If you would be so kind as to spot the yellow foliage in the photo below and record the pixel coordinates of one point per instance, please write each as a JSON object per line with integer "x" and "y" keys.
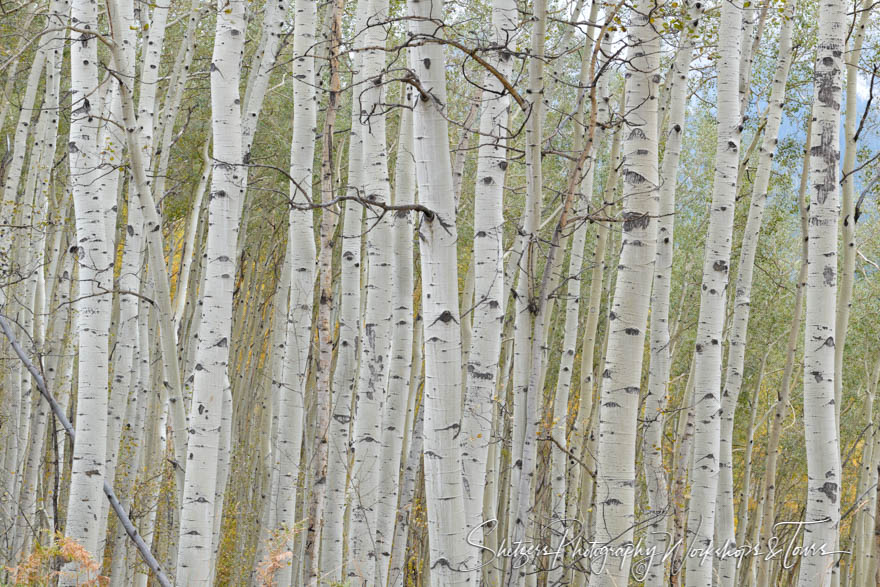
{"x": 36, "y": 570}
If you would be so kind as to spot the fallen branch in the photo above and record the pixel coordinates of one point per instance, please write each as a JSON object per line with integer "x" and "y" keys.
{"x": 132, "y": 532}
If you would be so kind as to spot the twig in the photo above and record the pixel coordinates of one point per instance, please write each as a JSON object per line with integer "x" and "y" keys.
{"x": 132, "y": 532}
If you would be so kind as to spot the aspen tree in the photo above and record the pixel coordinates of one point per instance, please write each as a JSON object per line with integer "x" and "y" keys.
{"x": 95, "y": 276}
{"x": 742, "y": 295}
{"x": 371, "y": 390}
{"x": 400, "y": 363}
{"x": 660, "y": 356}
{"x": 716, "y": 269}
{"x": 820, "y": 419}
{"x": 780, "y": 411}
{"x": 345, "y": 371}
{"x": 212, "y": 357}
{"x": 325, "y": 326}
{"x": 488, "y": 313}
{"x": 848, "y": 222}
{"x": 449, "y": 552}
{"x": 628, "y": 316}
{"x": 301, "y": 257}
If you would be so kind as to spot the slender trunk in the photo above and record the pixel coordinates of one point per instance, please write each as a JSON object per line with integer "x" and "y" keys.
{"x": 820, "y": 418}
{"x": 742, "y": 298}
{"x": 716, "y": 273}
{"x": 581, "y": 421}
{"x": 618, "y": 410}
{"x": 212, "y": 356}
{"x": 488, "y": 310}
{"x": 345, "y": 374}
{"x": 394, "y": 410}
{"x": 847, "y": 213}
{"x": 449, "y": 552}
{"x": 374, "y": 349}
{"x": 318, "y": 495}
{"x": 301, "y": 255}
{"x": 774, "y": 436}
{"x": 93, "y": 309}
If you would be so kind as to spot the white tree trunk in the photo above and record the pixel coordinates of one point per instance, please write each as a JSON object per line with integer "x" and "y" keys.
{"x": 488, "y": 312}
{"x": 449, "y": 552}
{"x": 93, "y": 308}
{"x": 716, "y": 269}
{"x": 212, "y": 357}
{"x": 820, "y": 426}
{"x": 742, "y": 301}
{"x": 413, "y": 444}
{"x": 400, "y": 364}
{"x": 658, "y": 372}
{"x": 375, "y": 344}
{"x": 618, "y": 411}
{"x": 848, "y": 226}
{"x": 301, "y": 254}
{"x": 774, "y": 435}
{"x": 345, "y": 373}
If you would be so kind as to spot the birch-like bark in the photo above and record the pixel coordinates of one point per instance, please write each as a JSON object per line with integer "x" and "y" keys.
{"x": 449, "y": 552}
{"x": 413, "y": 444}
{"x": 93, "y": 309}
{"x": 716, "y": 269}
{"x": 400, "y": 363}
{"x": 820, "y": 426}
{"x": 329, "y": 220}
{"x": 560, "y": 419}
{"x": 373, "y": 372}
{"x": 174, "y": 95}
{"x": 580, "y": 427}
{"x": 774, "y": 435}
{"x": 345, "y": 373}
{"x": 525, "y": 300}
{"x": 114, "y": 141}
{"x": 848, "y": 224}
{"x": 212, "y": 357}
{"x": 274, "y": 17}
{"x": 301, "y": 253}
{"x": 618, "y": 410}
{"x": 488, "y": 312}
{"x": 660, "y": 362}
{"x": 742, "y": 301}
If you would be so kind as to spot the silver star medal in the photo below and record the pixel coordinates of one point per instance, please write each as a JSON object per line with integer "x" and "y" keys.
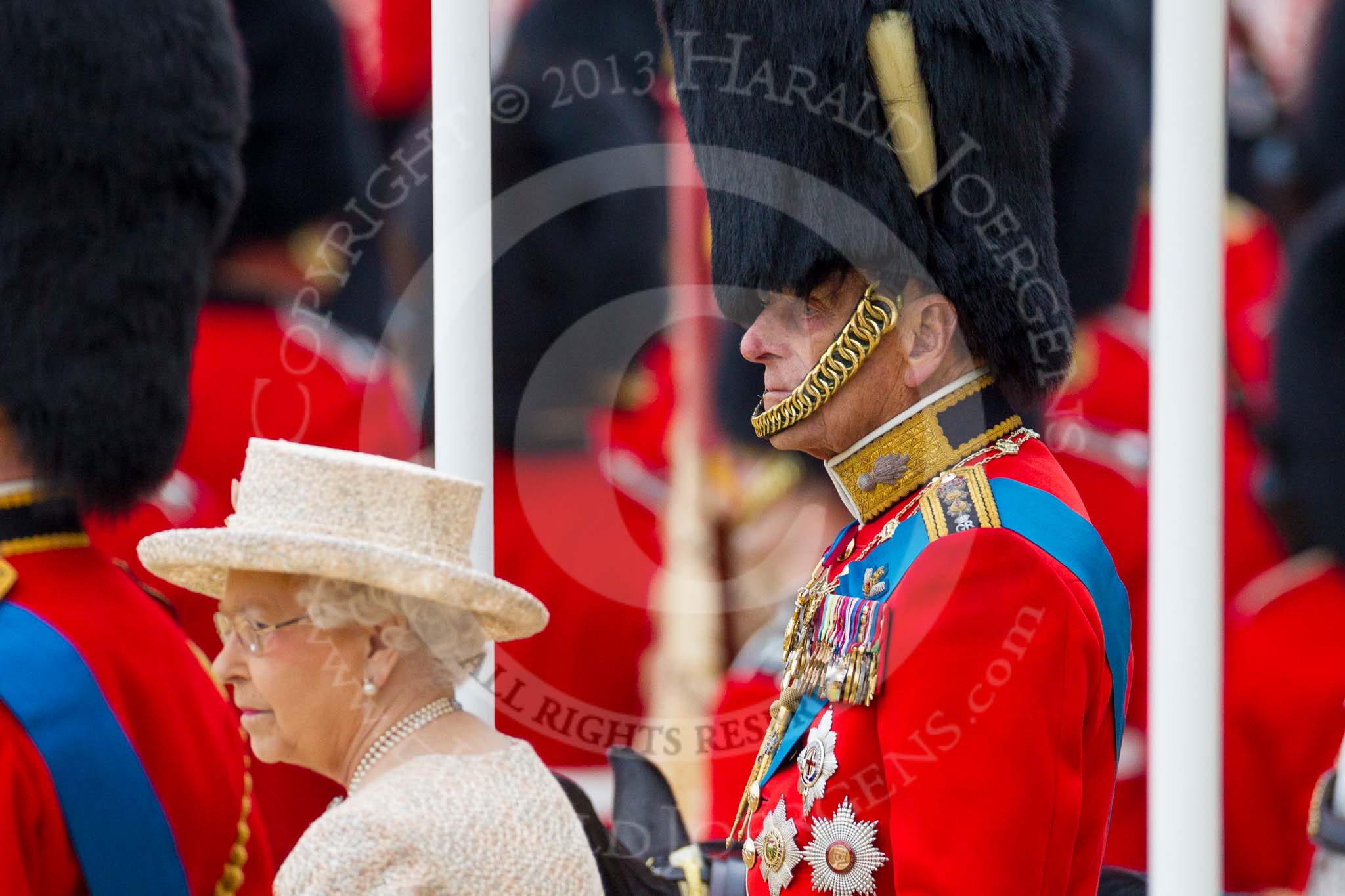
{"x": 817, "y": 762}
{"x": 844, "y": 855}
{"x": 776, "y": 851}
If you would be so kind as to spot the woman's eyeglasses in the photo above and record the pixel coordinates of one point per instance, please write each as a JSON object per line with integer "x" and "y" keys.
{"x": 249, "y": 633}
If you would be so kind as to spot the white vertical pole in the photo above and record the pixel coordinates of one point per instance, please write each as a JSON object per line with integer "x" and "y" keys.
{"x": 1187, "y": 410}
{"x": 463, "y": 383}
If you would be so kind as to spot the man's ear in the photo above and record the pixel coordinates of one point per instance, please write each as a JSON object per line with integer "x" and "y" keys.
{"x": 933, "y": 331}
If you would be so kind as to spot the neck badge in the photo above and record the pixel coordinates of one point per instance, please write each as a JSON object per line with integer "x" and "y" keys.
{"x": 817, "y": 762}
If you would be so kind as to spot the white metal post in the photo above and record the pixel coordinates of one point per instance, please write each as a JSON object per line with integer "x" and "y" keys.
{"x": 1187, "y": 410}
{"x": 463, "y": 383}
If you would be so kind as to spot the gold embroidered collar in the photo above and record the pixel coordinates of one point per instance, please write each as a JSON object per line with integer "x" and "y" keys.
{"x": 907, "y": 452}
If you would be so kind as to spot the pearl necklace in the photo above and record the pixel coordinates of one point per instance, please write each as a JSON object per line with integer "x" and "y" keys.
{"x": 399, "y": 733}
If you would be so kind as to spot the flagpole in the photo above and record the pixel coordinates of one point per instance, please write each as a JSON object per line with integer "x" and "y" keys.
{"x": 1187, "y": 409}
{"x": 463, "y": 383}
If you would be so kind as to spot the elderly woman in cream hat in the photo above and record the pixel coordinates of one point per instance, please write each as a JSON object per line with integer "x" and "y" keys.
{"x": 350, "y": 614}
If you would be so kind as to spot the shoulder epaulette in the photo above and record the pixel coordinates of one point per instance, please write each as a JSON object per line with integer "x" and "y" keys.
{"x": 961, "y": 501}
{"x": 9, "y": 575}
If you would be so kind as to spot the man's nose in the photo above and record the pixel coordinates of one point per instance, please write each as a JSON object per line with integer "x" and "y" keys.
{"x": 229, "y": 664}
{"x": 764, "y": 336}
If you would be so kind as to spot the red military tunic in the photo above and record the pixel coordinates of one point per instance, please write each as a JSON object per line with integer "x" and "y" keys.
{"x": 106, "y": 673}
{"x": 1285, "y": 716}
{"x": 1098, "y": 427}
{"x": 986, "y": 759}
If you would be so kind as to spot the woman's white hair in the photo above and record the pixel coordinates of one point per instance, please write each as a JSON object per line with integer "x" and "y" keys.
{"x": 452, "y": 637}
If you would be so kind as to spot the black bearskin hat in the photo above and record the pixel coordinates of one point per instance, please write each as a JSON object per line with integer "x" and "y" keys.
{"x": 1097, "y": 169}
{"x": 793, "y": 83}
{"x": 304, "y": 137}
{"x": 1323, "y": 125}
{"x": 1310, "y": 383}
{"x": 120, "y": 127}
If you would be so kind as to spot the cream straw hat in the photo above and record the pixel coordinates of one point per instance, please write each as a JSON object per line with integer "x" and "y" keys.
{"x": 343, "y": 515}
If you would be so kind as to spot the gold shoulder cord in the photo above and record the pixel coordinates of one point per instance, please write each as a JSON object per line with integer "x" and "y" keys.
{"x": 873, "y": 316}
{"x": 906, "y": 104}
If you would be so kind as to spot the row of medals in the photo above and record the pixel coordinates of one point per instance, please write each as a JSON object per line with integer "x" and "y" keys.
{"x": 843, "y": 851}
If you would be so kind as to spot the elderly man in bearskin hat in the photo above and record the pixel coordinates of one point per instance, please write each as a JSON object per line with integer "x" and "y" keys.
{"x": 957, "y": 668}
{"x": 121, "y": 767}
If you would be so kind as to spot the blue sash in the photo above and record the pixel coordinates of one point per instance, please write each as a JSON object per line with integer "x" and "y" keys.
{"x": 116, "y": 822}
{"x": 1053, "y": 527}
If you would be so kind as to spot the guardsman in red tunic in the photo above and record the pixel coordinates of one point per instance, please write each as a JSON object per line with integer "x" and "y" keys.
{"x": 957, "y": 668}
{"x": 121, "y": 767}
{"x": 1285, "y": 691}
{"x": 269, "y": 362}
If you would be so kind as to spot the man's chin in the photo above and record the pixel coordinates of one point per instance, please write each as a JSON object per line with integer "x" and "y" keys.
{"x": 799, "y": 438}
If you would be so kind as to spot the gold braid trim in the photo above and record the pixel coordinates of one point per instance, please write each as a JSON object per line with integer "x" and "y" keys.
{"x": 19, "y": 499}
{"x": 873, "y": 316}
{"x": 232, "y": 879}
{"x": 38, "y": 543}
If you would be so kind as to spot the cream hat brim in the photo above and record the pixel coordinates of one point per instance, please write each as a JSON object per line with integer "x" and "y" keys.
{"x": 201, "y": 559}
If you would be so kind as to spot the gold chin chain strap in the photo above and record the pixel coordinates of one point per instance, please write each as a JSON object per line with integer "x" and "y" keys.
{"x": 795, "y": 684}
{"x": 873, "y": 316}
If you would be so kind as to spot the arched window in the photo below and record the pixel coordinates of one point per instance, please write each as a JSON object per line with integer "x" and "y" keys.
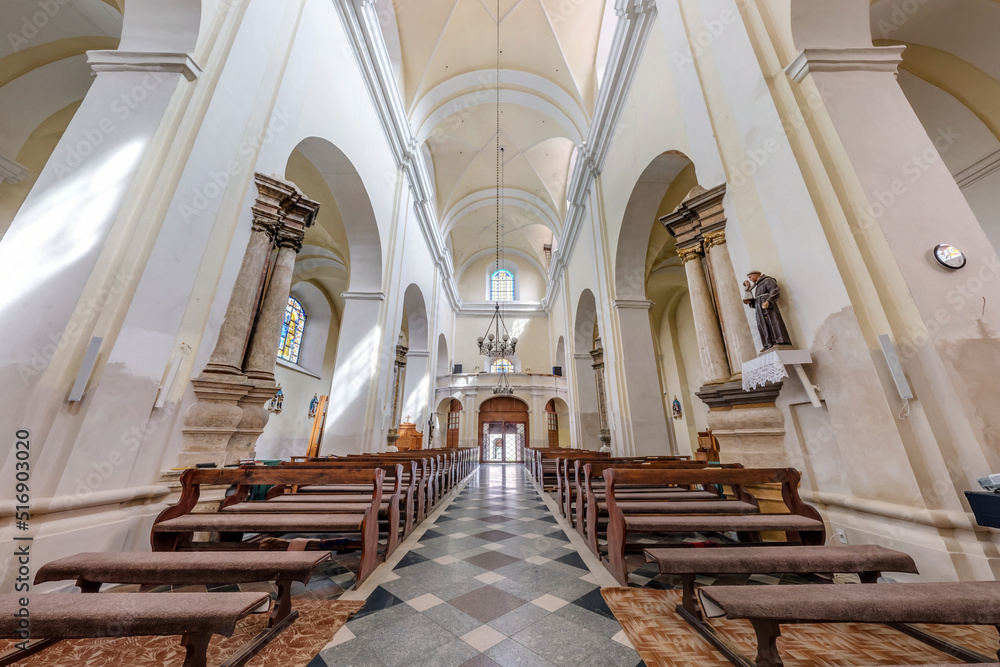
{"x": 291, "y": 331}
{"x": 502, "y": 366}
{"x": 502, "y": 286}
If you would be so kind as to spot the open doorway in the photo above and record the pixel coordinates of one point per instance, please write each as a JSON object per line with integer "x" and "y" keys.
{"x": 503, "y": 428}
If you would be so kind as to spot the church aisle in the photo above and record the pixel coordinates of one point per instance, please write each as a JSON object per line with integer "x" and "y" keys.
{"x": 493, "y": 581}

▬▬▬▬▬▬

**PROBLEM DETAILS:**
Reproduce the entries as a numbered list, one line per item with blank lines omitted, starting at the line that contains "If you would be so kind as to spot the open" and ending at the last line of the entries.

**FULL OUTPUT:**
1. If you would be so kind as to spot the open doorway in the photo above and record the pixel coordinates of one point per instance, please write each as a JSON object per line with integer "x" and "y" keys.
2. {"x": 503, "y": 428}
3. If you would be so kind as to spot the church aisle in the photo above and record the pixel coordinates of one point per instance, please write each as a JSON object per line with integer "x" and "y" keys.
4. {"x": 493, "y": 581}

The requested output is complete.